**Records supplied:**
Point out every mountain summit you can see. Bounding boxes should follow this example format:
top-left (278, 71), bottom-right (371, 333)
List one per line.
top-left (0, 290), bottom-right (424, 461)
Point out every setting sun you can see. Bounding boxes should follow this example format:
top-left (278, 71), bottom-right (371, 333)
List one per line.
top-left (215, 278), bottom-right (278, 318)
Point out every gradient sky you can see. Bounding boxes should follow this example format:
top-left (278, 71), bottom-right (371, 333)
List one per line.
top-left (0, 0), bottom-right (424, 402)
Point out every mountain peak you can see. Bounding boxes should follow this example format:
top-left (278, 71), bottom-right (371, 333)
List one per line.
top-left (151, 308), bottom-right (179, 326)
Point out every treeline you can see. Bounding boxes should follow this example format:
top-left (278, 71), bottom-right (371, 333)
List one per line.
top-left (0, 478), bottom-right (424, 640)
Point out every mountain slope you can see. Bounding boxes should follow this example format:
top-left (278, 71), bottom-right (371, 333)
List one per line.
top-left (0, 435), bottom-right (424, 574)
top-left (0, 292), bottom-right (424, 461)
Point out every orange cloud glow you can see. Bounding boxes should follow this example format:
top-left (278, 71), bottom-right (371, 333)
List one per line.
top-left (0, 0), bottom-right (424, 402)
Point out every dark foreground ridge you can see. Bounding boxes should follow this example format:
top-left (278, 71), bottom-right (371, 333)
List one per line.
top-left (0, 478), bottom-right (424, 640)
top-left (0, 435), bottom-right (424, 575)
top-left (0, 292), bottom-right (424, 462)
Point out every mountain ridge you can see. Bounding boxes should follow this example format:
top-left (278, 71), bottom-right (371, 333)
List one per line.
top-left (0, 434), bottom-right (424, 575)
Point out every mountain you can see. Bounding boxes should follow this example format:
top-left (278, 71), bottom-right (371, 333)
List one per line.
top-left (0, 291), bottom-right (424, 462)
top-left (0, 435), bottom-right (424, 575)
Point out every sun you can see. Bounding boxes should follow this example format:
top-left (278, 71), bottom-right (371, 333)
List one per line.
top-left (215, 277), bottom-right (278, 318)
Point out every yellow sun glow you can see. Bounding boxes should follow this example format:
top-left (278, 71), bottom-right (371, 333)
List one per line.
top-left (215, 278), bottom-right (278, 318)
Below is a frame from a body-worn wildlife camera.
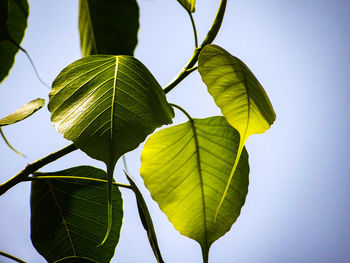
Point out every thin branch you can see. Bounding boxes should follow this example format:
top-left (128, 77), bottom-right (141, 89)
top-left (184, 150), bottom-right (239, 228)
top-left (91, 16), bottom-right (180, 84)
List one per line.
top-left (0, 144), bottom-right (78, 196)
top-left (23, 173), bottom-right (131, 189)
top-left (164, 0), bottom-right (227, 93)
top-left (187, 11), bottom-right (198, 48)
top-left (0, 251), bottom-right (26, 263)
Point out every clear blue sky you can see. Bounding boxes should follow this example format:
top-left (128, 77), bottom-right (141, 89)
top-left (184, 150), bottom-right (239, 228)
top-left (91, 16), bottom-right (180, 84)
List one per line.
top-left (0, 0), bottom-right (350, 263)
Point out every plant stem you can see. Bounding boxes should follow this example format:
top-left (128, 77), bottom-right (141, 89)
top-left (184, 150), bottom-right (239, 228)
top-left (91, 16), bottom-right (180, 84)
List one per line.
top-left (187, 11), bottom-right (198, 48)
top-left (169, 103), bottom-right (193, 122)
top-left (0, 251), bottom-right (26, 263)
top-left (23, 173), bottom-right (131, 189)
top-left (0, 144), bottom-right (78, 196)
top-left (164, 0), bottom-right (227, 93)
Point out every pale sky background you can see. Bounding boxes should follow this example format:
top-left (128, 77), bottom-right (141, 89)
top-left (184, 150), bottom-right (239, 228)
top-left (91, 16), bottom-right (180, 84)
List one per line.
top-left (0, 0), bottom-right (350, 263)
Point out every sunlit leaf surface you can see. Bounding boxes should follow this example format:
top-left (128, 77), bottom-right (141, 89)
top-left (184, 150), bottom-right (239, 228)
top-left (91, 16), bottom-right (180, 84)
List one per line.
top-left (177, 0), bottom-right (196, 13)
top-left (48, 55), bottom-right (174, 245)
top-left (48, 55), bottom-right (174, 169)
top-left (30, 166), bottom-right (123, 263)
top-left (79, 0), bottom-right (139, 56)
top-left (0, 98), bottom-right (45, 127)
top-left (140, 117), bottom-right (249, 260)
top-left (0, 0), bottom-right (29, 82)
top-left (198, 45), bottom-right (276, 217)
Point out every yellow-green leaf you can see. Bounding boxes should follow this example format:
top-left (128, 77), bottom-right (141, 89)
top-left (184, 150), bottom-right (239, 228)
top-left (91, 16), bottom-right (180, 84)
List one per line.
top-left (140, 116), bottom-right (249, 261)
top-left (198, 45), bottom-right (276, 219)
top-left (177, 0), bottom-right (196, 13)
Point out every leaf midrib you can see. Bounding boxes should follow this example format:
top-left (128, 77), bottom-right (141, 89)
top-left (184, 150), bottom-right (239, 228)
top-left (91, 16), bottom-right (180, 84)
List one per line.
top-left (47, 182), bottom-right (77, 256)
top-left (190, 118), bottom-right (208, 253)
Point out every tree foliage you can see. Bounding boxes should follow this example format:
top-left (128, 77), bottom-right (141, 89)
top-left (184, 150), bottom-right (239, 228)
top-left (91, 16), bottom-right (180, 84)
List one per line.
top-left (0, 0), bottom-right (276, 263)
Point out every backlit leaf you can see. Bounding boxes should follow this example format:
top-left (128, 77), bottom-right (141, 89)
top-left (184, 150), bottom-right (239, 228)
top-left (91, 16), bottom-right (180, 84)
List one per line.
top-left (140, 116), bottom-right (249, 259)
top-left (48, 55), bottom-right (174, 245)
top-left (0, 98), bottom-right (45, 127)
top-left (177, 0), bottom-right (196, 13)
top-left (198, 45), bottom-right (276, 217)
top-left (79, 0), bottom-right (139, 56)
top-left (30, 166), bottom-right (123, 263)
top-left (0, 0), bottom-right (29, 82)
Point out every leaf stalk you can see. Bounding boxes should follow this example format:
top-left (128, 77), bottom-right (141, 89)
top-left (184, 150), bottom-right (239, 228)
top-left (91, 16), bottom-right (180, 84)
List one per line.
top-left (164, 0), bottom-right (227, 94)
top-left (0, 144), bottom-right (78, 196)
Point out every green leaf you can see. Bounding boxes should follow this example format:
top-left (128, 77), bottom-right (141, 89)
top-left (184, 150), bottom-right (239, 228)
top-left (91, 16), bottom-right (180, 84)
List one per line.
top-left (140, 116), bottom-right (249, 262)
top-left (198, 45), bottom-right (276, 218)
top-left (177, 0), bottom-right (196, 13)
top-left (30, 166), bottom-right (123, 263)
top-left (48, 55), bottom-right (174, 245)
top-left (0, 0), bottom-right (29, 82)
top-left (124, 171), bottom-right (164, 263)
top-left (79, 0), bottom-right (139, 56)
top-left (0, 98), bottom-right (45, 127)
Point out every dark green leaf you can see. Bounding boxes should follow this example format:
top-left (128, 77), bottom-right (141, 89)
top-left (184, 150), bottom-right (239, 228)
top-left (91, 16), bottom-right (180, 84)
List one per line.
top-left (79, 0), bottom-right (139, 56)
top-left (48, 55), bottom-right (174, 245)
top-left (0, 0), bottom-right (29, 82)
top-left (125, 172), bottom-right (164, 263)
top-left (140, 116), bottom-right (249, 262)
top-left (48, 55), bottom-right (174, 167)
top-left (30, 166), bottom-right (123, 263)
top-left (0, 98), bottom-right (45, 127)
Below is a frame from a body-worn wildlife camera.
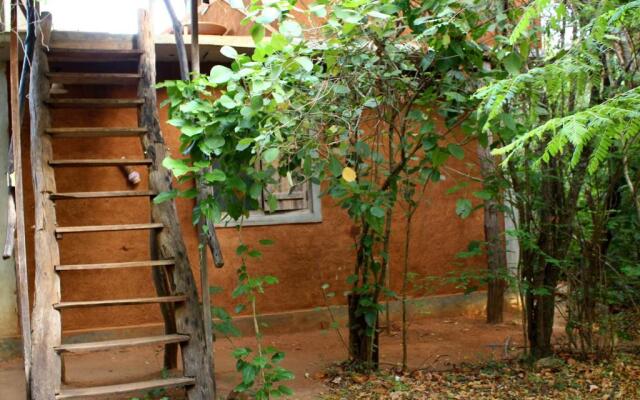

**Instructions for the task:** Identify every line in the records above that contains the word "dark" and copy each one in full.

**Output of the exercise:**
Point out every dark foreground ridge you can see. Bounding boxes should follow this example format:
Point out every dark green leaf you can see. Bounding boxes should follow this example format:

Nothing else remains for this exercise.